[Brief]: Show each line of the listing below that contains the word "forested", copying every such line in full. Treat uppercase and lowercase letters as different.

[Material provided]:

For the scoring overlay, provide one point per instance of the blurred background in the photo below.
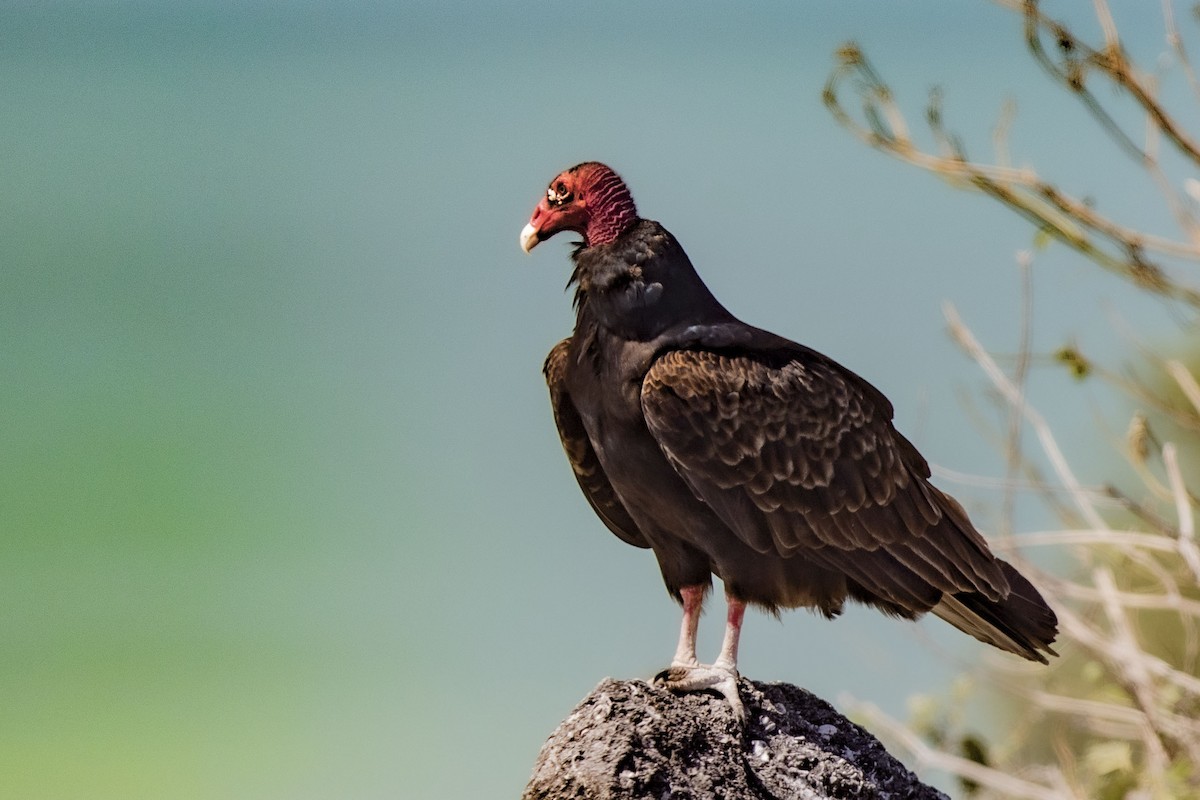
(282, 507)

---

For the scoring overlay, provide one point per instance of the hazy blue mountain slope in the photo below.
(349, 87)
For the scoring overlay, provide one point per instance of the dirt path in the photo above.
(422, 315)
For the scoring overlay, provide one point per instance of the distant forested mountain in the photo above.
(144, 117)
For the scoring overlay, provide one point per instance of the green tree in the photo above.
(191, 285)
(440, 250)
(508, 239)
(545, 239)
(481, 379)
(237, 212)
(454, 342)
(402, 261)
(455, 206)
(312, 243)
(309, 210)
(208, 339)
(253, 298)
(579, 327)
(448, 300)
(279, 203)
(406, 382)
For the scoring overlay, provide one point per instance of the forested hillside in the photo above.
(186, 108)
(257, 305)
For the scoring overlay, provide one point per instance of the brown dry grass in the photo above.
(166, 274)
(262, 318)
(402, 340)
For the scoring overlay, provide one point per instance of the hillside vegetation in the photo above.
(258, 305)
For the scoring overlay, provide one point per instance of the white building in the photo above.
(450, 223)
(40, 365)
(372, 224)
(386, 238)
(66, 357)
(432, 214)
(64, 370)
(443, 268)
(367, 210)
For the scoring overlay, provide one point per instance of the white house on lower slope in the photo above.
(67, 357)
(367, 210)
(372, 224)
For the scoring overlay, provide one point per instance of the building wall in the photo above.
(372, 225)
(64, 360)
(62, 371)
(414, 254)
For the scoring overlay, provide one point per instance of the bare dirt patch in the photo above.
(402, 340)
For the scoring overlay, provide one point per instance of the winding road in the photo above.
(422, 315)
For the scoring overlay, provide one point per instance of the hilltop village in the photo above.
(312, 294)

...

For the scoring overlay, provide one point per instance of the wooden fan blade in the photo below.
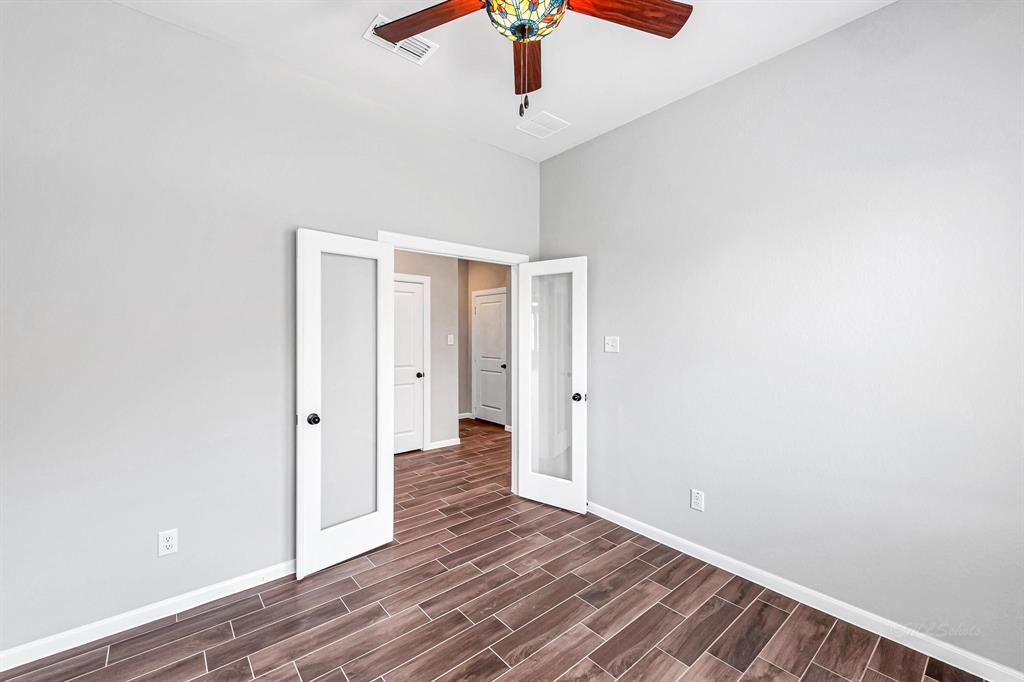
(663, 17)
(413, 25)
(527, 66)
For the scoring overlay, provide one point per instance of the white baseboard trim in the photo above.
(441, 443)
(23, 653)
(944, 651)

[Exercise solution]:
For the scoring overlay, provide one point per instance of the distant forested mountain in the photo above.
For the scoring overlay, provide one point per instance of the forested hillside in the photo above.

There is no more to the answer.